Compito scritto 1: Secondo l'estratto sull'insegnamento della religione cattolica riportato più avanti, con quale altra disciplina viene erroneamente identificata la materia?

Estratto:
______

Un dibattito aperto

Quando si parla dell’insegnamento della religione cattolica nelle scuole italiane  si accende immediatamente il dibattito tra gli interlocutori di turno, siano essi politici o comuni cittadini. L’argomento si presenta molto divisivo. Perché accade questo? La questione di fondo è che in realtà si sa poco o niente di ciò che fa o dovrebbe fare l’insegnante di Religione a scuola. Da questa mancanza di consapevolezza nascono gli equivoci e le interpretazioni malsane. Le famiglie spesso interpretano la figura del docente di religione come lo psicologo del proprio figlio, il sociologo di turno, l’amico dello studente o il “prete mancato”. Per questo spesso il ruolo dell’insegnante viene male interpretato e il giudizio che ne consegue è un parere spesso ideologico nei confronti della materia, che viene erroneamente identificata con la “storia delle religioni”.  La confusione non solo è riscontrabile nelle famiglie e di conseguenza negli studenti, ma anche negli altri docenti  che a fatica comprendono il ruolo dell’IDR e la funzione dell’ora così detta “facoltativa”. Tutto ciò contribuisce a screditare e porre in crisi il ruolo dell’insegnante e della disciplina, invece di considerare la cultura religiosa come valore aggiunto, come opportunità, come contributo umanizzante e  decisivo per la scuola italiana.

______

[Record di un dataset]
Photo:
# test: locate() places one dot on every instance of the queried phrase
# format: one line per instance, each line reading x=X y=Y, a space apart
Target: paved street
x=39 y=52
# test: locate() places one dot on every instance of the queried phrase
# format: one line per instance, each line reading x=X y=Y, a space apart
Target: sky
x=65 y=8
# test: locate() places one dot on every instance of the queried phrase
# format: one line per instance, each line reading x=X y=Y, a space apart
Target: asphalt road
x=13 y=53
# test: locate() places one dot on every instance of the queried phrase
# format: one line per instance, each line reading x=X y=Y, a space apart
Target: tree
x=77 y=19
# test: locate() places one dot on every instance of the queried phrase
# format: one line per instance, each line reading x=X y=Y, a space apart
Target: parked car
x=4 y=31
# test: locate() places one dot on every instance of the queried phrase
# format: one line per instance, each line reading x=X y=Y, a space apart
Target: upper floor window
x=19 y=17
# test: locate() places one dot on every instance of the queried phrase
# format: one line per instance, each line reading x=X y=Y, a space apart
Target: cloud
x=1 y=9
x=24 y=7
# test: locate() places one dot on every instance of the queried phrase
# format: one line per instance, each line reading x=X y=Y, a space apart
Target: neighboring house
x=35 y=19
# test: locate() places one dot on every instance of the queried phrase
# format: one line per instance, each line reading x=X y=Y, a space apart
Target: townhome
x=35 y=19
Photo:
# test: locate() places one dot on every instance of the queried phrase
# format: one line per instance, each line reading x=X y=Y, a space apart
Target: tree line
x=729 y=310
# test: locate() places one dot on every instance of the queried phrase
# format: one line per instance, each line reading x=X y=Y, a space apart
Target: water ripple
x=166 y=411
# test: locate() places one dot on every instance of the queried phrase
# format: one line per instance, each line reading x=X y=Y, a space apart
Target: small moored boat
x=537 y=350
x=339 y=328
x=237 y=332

______

Compito scritto 2: Raccogli ogni riga dei record che contiene la stringa "Target", distinguendo tra maiuscole e minuscole.

Risultato del compito 1: Viene erroneamente identificata con la “storia delle religioni”.

Risultato del compito 2:
Target: paved street
Target: sky
Target: asphalt road
Target: tree
Target: parked car
Target: upper floor window
Target: cloud
Target: neighboring house
Target: townhome
Target: tree line
Target: water ripple
Target: small moored boat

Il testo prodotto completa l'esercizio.